== Data for analysis

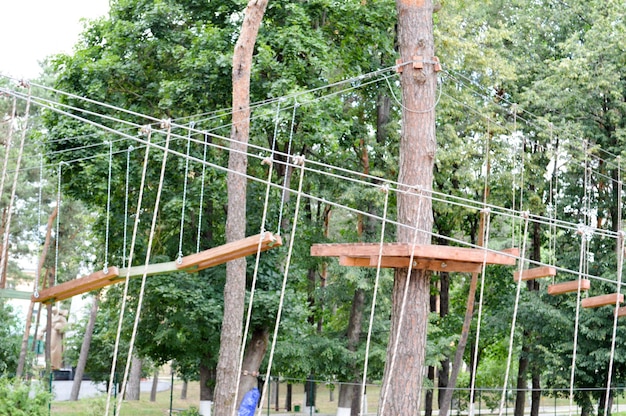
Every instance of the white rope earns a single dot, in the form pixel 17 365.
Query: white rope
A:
pixel 299 160
pixel 620 267
pixel 126 187
pixel 385 190
pixel 127 279
pixel 4 256
pixel 515 310
pixel 398 330
pixel 179 260
pixel 583 250
pixel 201 204
pixel 105 269
pixel 168 126
pixel 486 231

====

▶ Task: Copy each line of the records that contains the word "rope".

▶ Reply to the exercise:
Every instance of the white rope earns a single dot, in the form pixel 17 365.
Query: white rope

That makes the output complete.